• _EXERCISE DETAILS_
The answer must consist of the records, repeated exactly.

Data records
################
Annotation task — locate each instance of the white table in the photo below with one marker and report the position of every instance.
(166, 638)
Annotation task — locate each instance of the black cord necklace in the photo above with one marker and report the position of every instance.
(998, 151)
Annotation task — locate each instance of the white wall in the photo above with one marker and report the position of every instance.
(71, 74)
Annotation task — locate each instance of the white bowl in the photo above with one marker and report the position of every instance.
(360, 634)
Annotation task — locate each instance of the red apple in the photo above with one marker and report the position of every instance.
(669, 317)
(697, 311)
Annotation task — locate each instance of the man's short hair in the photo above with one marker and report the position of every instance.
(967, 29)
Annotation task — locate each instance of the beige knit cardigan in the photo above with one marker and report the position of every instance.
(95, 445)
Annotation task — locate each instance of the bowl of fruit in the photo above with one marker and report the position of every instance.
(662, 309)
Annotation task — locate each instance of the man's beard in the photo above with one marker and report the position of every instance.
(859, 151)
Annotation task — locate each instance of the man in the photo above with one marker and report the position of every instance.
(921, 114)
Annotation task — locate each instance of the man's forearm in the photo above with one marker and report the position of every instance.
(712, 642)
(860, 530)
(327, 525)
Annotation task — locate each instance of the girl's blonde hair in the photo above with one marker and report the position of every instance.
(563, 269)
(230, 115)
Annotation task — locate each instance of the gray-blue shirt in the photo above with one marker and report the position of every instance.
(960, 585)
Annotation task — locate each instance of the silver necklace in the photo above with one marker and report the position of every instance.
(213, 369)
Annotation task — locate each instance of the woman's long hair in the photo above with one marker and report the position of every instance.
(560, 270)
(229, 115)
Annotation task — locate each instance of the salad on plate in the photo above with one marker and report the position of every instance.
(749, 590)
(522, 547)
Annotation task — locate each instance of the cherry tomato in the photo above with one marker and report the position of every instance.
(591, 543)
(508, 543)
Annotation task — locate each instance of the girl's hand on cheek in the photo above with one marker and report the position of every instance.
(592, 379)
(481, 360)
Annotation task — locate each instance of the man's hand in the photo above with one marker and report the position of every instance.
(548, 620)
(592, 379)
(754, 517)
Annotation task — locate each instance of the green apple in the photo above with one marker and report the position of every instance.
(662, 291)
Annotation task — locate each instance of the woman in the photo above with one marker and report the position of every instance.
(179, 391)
################
• _ANSWER BOX_
Annotation task — locate each instance of the white table in the photo below with one marker and report the position of every instance.
(166, 638)
Annotation task — locate each instance of the black cord necklace in the photo above with one marker and report the position of every instance.
(998, 151)
Annotation task — locate each instance of the white wall in the photo above with one marker and report the position of every instance.
(71, 74)
Annotation task — locate each instance of the white bowl in the photo above with one marker and report the position of every instance.
(360, 634)
Annotation task — locate each instance of the red apple in the photo above with one marker and report the position of every instance.
(669, 317)
(697, 311)
Annotation task — locate each instance of the man's short hair in the photo above with one marker and report the position of every instance.
(967, 29)
Annotation task — locate each instance of the beige knit cardigan in the photo above with one marker and report the position of every instance.
(95, 445)
Annotation task — locate each instance of the bowl of fruit in the photo above with one marker and report the position of every instance.
(662, 309)
Annotation task — locate each instance of the man's beard in the photo above with one marker and report the position of every instance.
(859, 151)
Annotation task — locate each instance of the man in the photo above with one marker and report the position of every instance.
(921, 114)
Annotation task — locate each instance of the man's forearm in the photo above with one marker and report the position of every instance.
(712, 642)
(860, 530)
(327, 525)
Annotation task — locate each instance of the girl's blonde hair in the photo above with one marker and report the position of every instance.
(563, 269)
(230, 115)
Annotation task — locate each instance of the gray-blue shirt in the photo above with one marker and report the position of every instance.
(960, 585)
Annotation task — locate each instance of the silver necklace in the photo above with one marker and report the position of every instance.
(213, 369)
Annotation task — locate each instance of the woman's long hair in the photo above with one marker and report the position of every instance.
(560, 270)
(229, 115)
Annotation task — locate each instance of the salad on plate in the photo above with one marker and report the position of every instance.
(749, 590)
(522, 547)
Annotation task — locate each instance of the cherry tomato in the photo above with one marker and report the position of every instance.
(591, 543)
(508, 543)
Annotation task — locate each instance of the girl's hand on cheek in the photo above with one marker and report the position of every instance.
(592, 379)
(481, 360)
Annotation task — locate each instance of the man's hand in the photo above with one marker and report the position of every instance.
(548, 620)
(592, 379)
(754, 517)
Annotation task — locate each instance of the green apple in the photo above with one marker and report the position of every instance.
(662, 291)
Annotation task — locate each instance of the woman in the photo above with one marker and report the position of every instance.
(179, 391)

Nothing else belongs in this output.